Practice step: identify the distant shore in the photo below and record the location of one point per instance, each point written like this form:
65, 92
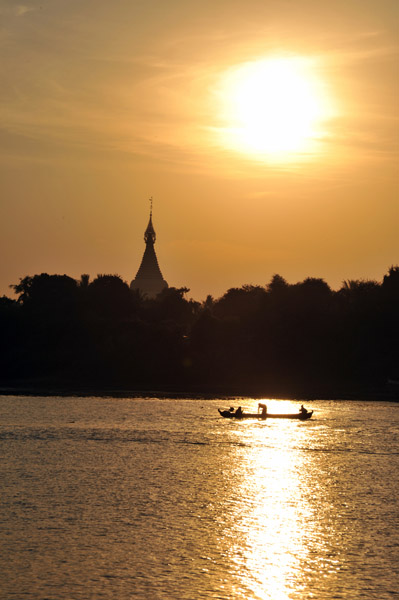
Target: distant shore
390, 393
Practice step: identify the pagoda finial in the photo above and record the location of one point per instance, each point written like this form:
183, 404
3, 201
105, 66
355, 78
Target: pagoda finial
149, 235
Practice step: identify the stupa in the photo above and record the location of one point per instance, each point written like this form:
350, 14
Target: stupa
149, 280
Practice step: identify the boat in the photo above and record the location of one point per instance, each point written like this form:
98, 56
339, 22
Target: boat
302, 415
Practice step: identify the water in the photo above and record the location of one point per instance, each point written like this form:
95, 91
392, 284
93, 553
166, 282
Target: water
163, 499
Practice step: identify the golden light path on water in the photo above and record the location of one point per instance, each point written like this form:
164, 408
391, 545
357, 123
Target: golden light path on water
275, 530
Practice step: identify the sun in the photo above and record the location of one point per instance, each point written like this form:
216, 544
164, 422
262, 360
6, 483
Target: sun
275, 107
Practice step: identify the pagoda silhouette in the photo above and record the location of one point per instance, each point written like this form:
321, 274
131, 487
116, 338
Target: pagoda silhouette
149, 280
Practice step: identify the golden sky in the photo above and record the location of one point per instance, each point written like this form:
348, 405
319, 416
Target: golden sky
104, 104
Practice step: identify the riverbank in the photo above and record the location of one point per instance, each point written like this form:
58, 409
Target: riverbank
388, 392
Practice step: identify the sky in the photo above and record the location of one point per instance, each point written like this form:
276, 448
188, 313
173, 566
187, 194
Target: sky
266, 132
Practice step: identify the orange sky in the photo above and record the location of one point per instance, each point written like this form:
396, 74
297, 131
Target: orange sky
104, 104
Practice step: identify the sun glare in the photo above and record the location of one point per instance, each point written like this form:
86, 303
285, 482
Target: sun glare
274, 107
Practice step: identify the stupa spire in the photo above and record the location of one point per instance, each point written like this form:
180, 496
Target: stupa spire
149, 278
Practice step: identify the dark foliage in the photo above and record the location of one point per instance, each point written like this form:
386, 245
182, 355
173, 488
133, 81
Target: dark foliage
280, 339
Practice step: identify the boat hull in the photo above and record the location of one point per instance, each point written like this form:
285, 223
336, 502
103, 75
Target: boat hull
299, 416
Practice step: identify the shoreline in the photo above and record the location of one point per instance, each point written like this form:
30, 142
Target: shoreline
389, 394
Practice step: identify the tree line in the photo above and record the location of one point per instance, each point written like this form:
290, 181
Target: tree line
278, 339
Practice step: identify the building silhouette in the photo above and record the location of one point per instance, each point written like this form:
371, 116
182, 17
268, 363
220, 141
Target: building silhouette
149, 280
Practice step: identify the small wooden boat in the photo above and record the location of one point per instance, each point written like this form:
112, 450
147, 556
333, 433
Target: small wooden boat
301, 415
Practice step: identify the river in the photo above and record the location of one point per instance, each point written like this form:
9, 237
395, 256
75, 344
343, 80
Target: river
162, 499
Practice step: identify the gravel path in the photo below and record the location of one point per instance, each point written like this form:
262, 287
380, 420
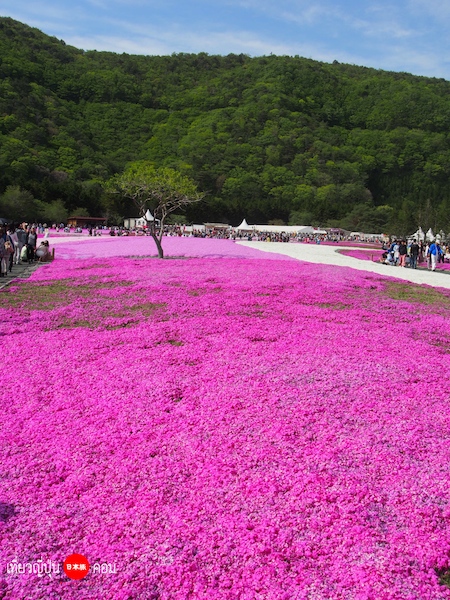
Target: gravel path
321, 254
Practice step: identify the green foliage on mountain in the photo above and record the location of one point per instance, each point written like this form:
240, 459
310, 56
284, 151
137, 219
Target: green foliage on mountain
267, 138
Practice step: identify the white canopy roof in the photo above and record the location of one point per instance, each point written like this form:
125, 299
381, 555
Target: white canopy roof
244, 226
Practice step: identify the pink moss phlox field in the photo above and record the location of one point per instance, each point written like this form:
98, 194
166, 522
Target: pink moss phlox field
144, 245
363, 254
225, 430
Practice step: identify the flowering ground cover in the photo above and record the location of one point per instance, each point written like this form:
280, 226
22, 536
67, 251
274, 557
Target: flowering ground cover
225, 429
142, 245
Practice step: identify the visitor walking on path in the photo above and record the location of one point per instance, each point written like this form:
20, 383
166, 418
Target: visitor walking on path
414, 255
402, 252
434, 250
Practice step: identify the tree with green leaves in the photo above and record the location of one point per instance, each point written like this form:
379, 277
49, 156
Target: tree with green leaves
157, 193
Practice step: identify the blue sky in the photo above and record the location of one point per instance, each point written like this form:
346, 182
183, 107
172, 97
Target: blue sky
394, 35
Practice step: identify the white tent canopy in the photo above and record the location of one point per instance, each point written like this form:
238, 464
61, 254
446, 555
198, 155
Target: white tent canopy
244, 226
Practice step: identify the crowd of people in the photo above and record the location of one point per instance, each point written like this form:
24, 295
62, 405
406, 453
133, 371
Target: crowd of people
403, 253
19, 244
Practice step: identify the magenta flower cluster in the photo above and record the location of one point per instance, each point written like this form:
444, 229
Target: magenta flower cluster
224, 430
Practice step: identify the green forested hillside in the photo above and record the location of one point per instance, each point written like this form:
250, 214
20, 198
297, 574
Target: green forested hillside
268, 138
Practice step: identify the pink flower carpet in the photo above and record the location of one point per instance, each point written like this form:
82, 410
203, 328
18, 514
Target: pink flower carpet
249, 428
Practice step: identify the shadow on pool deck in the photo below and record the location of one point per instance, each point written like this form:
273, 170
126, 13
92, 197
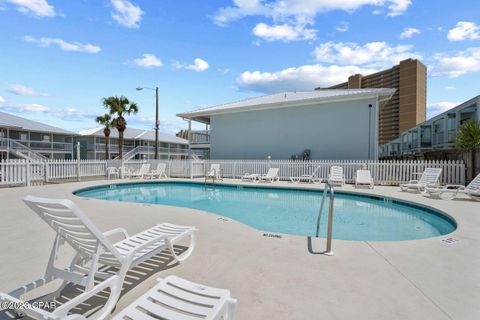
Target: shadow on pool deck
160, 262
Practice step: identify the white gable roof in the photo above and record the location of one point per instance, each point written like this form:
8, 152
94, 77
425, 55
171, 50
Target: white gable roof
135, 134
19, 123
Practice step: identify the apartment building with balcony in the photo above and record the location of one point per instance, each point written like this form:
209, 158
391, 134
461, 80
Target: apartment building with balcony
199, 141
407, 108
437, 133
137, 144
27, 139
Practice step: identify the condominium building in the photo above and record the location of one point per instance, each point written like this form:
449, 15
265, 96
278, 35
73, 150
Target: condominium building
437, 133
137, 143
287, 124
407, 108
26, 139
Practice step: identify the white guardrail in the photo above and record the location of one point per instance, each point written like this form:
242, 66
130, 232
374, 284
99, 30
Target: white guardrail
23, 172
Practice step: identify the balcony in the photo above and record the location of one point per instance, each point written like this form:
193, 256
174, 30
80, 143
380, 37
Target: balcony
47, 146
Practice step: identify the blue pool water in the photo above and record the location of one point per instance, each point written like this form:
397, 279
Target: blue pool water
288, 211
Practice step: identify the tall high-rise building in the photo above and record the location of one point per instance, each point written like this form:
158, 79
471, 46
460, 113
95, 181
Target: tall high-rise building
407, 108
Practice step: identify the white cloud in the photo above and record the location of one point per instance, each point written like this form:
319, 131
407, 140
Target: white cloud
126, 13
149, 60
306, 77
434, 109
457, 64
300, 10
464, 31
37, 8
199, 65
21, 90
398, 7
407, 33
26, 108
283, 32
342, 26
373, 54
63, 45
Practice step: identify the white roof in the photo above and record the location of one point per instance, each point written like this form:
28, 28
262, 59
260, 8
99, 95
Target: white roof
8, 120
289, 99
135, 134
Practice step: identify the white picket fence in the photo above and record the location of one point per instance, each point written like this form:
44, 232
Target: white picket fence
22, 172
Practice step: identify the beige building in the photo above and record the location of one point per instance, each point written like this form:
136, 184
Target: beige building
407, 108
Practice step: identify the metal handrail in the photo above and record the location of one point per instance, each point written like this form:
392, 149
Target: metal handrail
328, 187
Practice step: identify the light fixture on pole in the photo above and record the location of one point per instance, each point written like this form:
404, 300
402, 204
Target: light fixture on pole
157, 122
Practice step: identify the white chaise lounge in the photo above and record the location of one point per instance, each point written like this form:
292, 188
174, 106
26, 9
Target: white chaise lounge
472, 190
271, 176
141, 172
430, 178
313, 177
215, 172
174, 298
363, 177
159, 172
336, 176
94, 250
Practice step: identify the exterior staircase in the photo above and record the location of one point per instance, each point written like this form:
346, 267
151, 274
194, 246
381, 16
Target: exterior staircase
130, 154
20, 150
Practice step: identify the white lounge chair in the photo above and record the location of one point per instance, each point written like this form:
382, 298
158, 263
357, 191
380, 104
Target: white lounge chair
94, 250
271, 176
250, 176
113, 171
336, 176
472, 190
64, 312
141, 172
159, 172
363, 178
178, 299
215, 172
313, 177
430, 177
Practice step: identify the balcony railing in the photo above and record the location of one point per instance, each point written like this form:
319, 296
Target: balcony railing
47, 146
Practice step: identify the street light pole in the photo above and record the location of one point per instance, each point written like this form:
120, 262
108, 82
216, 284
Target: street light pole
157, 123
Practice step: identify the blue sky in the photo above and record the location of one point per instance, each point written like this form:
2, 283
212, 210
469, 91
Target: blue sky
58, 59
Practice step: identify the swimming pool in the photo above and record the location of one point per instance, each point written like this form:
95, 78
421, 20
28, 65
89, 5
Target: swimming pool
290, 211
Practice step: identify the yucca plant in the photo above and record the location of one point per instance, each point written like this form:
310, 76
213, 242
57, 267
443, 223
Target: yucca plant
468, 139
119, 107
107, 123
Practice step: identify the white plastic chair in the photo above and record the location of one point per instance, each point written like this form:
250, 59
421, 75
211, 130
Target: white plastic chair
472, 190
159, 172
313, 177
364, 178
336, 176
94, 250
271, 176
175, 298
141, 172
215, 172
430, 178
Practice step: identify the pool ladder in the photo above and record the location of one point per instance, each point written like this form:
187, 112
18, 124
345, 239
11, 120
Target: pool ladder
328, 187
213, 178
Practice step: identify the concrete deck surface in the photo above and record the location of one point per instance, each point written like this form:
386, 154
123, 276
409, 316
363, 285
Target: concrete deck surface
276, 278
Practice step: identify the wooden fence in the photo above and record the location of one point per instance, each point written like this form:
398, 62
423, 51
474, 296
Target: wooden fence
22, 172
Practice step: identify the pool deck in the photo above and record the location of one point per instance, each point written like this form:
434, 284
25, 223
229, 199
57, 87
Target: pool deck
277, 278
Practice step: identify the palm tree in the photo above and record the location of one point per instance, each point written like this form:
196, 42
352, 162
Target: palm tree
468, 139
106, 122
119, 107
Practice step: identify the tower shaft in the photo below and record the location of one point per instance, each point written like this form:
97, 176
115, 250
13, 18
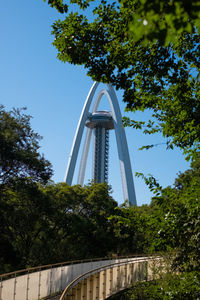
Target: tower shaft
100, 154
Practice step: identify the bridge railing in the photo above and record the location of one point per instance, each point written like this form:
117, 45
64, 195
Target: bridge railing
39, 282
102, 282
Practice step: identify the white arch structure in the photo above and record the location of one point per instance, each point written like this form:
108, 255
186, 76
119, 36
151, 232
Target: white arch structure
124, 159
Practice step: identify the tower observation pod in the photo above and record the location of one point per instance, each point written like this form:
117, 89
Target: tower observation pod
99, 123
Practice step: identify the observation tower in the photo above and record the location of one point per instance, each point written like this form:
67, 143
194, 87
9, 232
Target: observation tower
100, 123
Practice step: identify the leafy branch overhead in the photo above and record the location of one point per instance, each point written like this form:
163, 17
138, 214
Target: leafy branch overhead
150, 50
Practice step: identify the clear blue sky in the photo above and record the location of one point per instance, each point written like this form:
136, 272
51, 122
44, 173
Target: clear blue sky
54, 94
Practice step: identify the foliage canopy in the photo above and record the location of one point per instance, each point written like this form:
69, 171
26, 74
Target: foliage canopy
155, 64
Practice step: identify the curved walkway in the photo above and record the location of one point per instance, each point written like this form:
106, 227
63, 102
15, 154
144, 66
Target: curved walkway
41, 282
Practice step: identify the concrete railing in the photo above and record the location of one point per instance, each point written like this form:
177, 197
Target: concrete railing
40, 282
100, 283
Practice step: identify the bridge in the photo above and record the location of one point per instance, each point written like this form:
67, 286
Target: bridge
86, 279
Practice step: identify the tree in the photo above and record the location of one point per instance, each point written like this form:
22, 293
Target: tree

^^^^

STATED PROBLEM
Could you reproduce the rows from the one containing "Practice step: identify the curved" through the final row, requests included, and offset every coordinate in the answer points by adding 97 to it? Leave the sample points under each request unchanged.

EXERCISE RESULT
Practice step: identify the curved walkway in the photo above and record the location of one point per instance, each point written like this form:
106, 227
63, 102
15, 154
144, 66
Target: curved walkway
138, 379
Practice step: identify the concrete railing in the photo above and record the location of one point per instance, each point written like this form:
177, 197
Target: concrete railing
137, 379
197, 380
Practice step: identify the bridge in the photo above and record the location of one point per instance, each point written like this form:
67, 286
Target: bridge
183, 376
Practice step: identify the tree in the photo above and record the location of one point per instance, each point written like this form:
22, 293
Target: tree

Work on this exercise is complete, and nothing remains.